--- TASK DIRECTIONS ---
Will you extract the entries word for word? Images should not appear in the copy.

--- THE INPUT ---
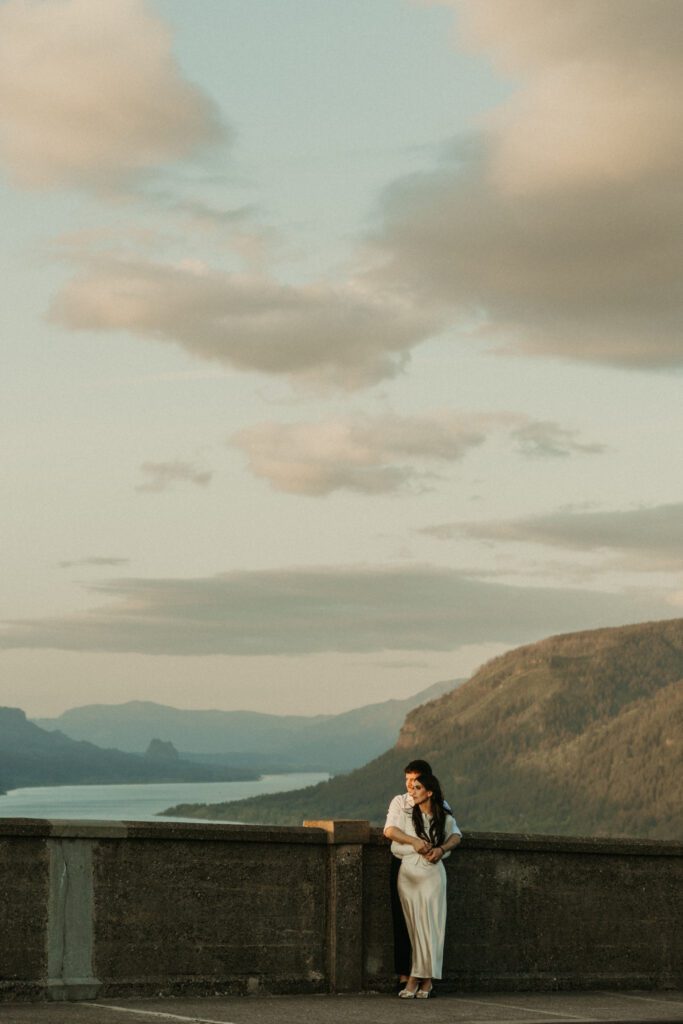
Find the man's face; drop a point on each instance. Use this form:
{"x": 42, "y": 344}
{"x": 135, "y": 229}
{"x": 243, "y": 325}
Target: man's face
{"x": 410, "y": 781}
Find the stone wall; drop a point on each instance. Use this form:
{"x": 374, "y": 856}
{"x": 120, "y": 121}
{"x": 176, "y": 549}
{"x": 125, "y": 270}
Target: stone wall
{"x": 115, "y": 908}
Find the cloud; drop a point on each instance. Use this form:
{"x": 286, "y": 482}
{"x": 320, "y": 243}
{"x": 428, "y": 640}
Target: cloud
{"x": 160, "y": 475}
{"x": 91, "y": 95}
{"x": 557, "y": 228}
{"x": 647, "y": 539}
{"x": 590, "y": 274}
{"x": 380, "y": 455}
{"x": 334, "y": 334}
{"x": 366, "y": 455}
{"x": 597, "y": 87}
{"x": 548, "y": 438}
{"x": 96, "y": 560}
{"x": 308, "y": 610}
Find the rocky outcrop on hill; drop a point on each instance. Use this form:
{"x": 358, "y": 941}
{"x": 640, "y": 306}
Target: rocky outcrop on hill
{"x": 578, "y": 734}
{"x": 30, "y": 756}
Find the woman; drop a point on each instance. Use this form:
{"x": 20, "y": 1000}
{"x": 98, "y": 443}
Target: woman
{"x": 426, "y": 829}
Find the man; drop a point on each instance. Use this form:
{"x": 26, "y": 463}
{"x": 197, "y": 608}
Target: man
{"x": 402, "y": 952}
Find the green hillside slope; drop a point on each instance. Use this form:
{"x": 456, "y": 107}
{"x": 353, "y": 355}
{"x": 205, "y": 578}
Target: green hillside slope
{"x": 578, "y": 734}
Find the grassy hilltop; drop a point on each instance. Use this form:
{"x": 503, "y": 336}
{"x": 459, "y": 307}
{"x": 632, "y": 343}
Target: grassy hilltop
{"x": 578, "y": 734}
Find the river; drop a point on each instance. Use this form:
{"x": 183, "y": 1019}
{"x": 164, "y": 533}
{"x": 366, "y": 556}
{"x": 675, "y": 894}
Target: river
{"x": 140, "y": 802}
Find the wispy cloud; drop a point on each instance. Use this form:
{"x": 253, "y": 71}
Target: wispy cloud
{"x": 648, "y": 539}
{"x": 307, "y": 610}
{"x": 558, "y": 228}
{"x": 96, "y": 560}
{"x": 545, "y": 438}
{"x": 331, "y": 334}
{"x": 380, "y": 455}
{"x": 92, "y": 96}
{"x": 161, "y": 475}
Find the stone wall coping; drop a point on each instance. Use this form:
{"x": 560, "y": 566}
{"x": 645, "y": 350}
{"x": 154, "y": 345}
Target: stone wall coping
{"x": 561, "y": 844}
{"x": 322, "y": 833}
{"x": 176, "y": 830}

--- RESULT OF THE EXERCISE ---
Find the man's face; drop a point on each instance. Use this form:
{"x": 42, "y": 344}
{"x": 135, "y": 229}
{"x": 243, "y": 325}
Target: man's face
{"x": 410, "y": 781}
Find the stone wall; drop a point on each instance. Use this form:
{"x": 374, "y": 856}
{"x": 120, "y": 121}
{"x": 176, "y": 549}
{"x": 125, "y": 270}
Target: stone wall
{"x": 115, "y": 908}
Find the cloud; drop a point on each instance. Use this form:
{"x": 286, "y": 482}
{"x": 320, "y": 243}
{"x": 428, "y": 640}
Target: cloud
{"x": 160, "y": 475}
{"x": 91, "y": 95}
{"x": 557, "y": 228}
{"x": 647, "y": 539}
{"x": 590, "y": 274}
{"x": 380, "y": 455}
{"x": 334, "y": 334}
{"x": 366, "y": 455}
{"x": 597, "y": 87}
{"x": 548, "y": 438}
{"x": 96, "y": 560}
{"x": 308, "y": 610}
Find the rocky outcrop on hill; drop a point on each instance. Use this form:
{"x": 358, "y": 941}
{"x": 640, "y": 306}
Target: rocky outcrop on hill
{"x": 578, "y": 734}
{"x": 30, "y": 756}
Find the woman; drop a point on each instance. Use this form:
{"x": 20, "y": 1000}
{"x": 98, "y": 443}
Target: woman
{"x": 426, "y": 829}
Find the man; drop a point on each instance. Use this form:
{"x": 26, "y": 463}
{"x": 197, "y": 608}
Target: man
{"x": 402, "y": 952}
Find the green hillside slope; drop a point on each instance. Use this form:
{"x": 456, "y": 107}
{"x": 353, "y": 355}
{"x": 205, "y": 578}
Target: green hillside slope
{"x": 578, "y": 734}
Find the grassy hilltop; drop a point on each instance. Use this form:
{"x": 503, "y": 336}
{"x": 459, "y": 307}
{"x": 632, "y": 343}
Target: grassy hilltop
{"x": 578, "y": 734}
Find the river; drop a point on each instance. Use this form:
{"x": 183, "y": 1019}
{"x": 164, "y": 533}
{"x": 366, "y": 556}
{"x": 675, "y": 894}
Target: river
{"x": 140, "y": 802}
Find the wispy cloud; drop a point on each instance. Use this form:
{"x": 253, "y": 71}
Target: wispy cloud
{"x": 648, "y": 539}
{"x": 307, "y": 610}
{"x": 558, "y": 228}
{"x": 96, "y": 560}
{"x": 545, "y": 438}
{"x": 331, "y": 334}
{"x": 380, "y": 455}
{"x": 92, "y": 96}
{"x": 161, "y": 475}
Find the stone wall coping; drop a point on each instance. Use this form:
{"x": 560, "y": 566}
{"x": 645, "y": 350}
{"x": 154, "y": 345}
Target: stone wall coping
{"x": 561, "y": 844}
{"x": 322, "y": 833}
{"x": 176, "y": 830}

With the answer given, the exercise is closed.